GIVEN PASSAGE:
↓↓↓

Between 1999 and 2002, when the Texans played their first game (let the record show the Texans defeated the Dallas Cowboy, 19-10), the team was essentially a massive start-up project. First orders of business for Rootes involved building a new stadium, developing relationships with suppliers, contractors and government officials, preparing for a Super Bowl and, most important, developing a relationship with fans.

Rootes began writing The Winning Game Plan last March, but it's really an accumulation of lessons learned and behind-the-scenes stories about building the Texans from scratch into one of the most admired and valuable franchises in all of sports.

"I've always been a meticulous note-taker. I've kept every presentation I've ever done. I took all of my notes and concepts and put those down on paper," Rootes said. "To be a good leader, you need a wild imagination. You can show me a blank piece of paper, but I don't see it as blank. To me, it's a finished product that hasn't been created yet," Rootes said.

Rootes lays out his leadership strategy in seven chapters: Are You a Manager or a Leader, Get the Right People on Your Team, Build a Winning Culture, Create Raving Fans, a Winning Playbook for Adversity and Success, Your Leadership Playbook and Play to Win.

He learned lesson No. 1 the hard way. A friend once counseled Rootes, "your staff doesn't like the way you're all up in their business, you need to back off." Rootes took that advice to heart.

↑↑↑

RECORDED DATA:
↓↓↓

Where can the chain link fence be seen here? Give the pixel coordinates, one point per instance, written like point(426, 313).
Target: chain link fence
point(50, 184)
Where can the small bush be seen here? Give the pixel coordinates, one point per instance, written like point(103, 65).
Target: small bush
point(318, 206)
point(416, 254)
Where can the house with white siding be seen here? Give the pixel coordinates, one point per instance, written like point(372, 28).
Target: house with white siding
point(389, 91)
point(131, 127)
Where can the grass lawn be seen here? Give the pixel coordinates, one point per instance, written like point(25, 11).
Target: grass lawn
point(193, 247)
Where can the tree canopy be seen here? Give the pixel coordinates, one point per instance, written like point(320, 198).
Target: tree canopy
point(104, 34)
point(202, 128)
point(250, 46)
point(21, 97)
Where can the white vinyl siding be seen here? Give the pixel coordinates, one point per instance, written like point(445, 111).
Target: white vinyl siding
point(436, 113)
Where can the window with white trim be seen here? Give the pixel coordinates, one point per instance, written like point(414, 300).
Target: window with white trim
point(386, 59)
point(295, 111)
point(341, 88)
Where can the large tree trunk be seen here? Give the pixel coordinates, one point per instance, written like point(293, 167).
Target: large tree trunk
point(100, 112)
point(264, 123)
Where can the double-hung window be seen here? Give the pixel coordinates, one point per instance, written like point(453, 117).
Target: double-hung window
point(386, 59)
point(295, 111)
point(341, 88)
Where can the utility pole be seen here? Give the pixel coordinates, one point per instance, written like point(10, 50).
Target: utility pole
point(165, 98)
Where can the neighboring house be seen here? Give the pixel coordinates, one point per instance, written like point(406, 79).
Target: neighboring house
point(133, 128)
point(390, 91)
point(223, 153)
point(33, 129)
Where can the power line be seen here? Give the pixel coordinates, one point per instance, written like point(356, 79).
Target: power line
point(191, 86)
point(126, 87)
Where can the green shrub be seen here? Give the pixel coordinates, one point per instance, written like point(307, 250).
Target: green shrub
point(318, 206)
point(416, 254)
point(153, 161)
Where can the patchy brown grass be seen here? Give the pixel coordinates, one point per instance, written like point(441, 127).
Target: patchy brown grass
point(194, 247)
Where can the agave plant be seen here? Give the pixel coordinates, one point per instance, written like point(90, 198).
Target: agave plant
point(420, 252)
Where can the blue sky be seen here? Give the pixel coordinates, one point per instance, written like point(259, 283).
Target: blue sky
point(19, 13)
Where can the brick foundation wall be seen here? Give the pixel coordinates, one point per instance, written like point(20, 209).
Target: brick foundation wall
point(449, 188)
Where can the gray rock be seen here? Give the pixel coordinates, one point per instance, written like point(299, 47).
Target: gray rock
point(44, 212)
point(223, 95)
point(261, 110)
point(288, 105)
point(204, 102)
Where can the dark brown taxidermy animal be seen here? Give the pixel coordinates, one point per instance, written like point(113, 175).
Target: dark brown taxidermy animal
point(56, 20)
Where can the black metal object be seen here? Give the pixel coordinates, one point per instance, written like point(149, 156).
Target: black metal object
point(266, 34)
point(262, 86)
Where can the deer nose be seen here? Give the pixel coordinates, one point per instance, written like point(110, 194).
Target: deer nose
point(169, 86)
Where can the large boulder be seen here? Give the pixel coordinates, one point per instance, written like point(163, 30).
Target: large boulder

↑↑↑

ASSIGNED TASK 1: List the chapter titles of Rootes's book given in the passage on Rootes and the Texans.
ASSIGNED TASK 2: Extend the passage on Rootes and the Texans, picking up after its final sentence.
The data is separate from the passage on Rootes and the Texans.

ANSWER AREA 1:
- Are You a Manager or a Leader
- Get the Right People on Your Team
- Build a Winning Culture
- Create Raving Fans
- a Winning Playbook for Adversity and Success
- Your Leadership Playbook
- Play to Win

ANSWER AREA 2:
"It was an epiphany. I wasn't a leader. That's when I truly began thinking about leadership. I say this all the time, I don't do anything. All I do is create an environment where exceptional people can be their very best self. I know what's going on. I'm fully informed. I leave every game day exhausted. I get there early. I do the things I need to do. I kiss babies. I shake hands. I present checks. I entertain clients. I'm dialed in. It absolutely wears me out because I love this organization so much. I am so proud of what we've been able to do for this great city of Houston."

I asked Rootes, as someone who lives for Game Day and a packed NRG Stadium, are you devastated by 2020, the year of COVID-19 and small crowds limited by Centers for Disease Control guidelines?

"I don't look at it that way. I think there's a song by 10,000 Maniacs that said, these are the days that you'll remember. I told my staff, I know you're all going through hell right now, but later on in life, you'll talk about this year. Things that are important are memorable, for the positive and those things that leave a scar. You learn from adversity and you're a better person for enduring it. Victor Frankl said 'We can discover meaning in life in three different ways, by creating a work or doing a deed, experiencing something or encountering someone, and by the attitude we take toward unavoidable suffering.' Suffering is part of life. He should know, he survived a Nazi concentration camp," Rootes said.

H-E-B President Scott McClelland wrote the forward to The Winning Game Plan. Rootes dedicates the book to late Texans owner Bob McNair. Rootes' book is a fun read. All I kept thinking was, where was this book when I needed it? And before you buy too much into Rootes as a leader, consider that Rootes admits that he had to ask for wife Melissa's permission before he could accept the Texans job.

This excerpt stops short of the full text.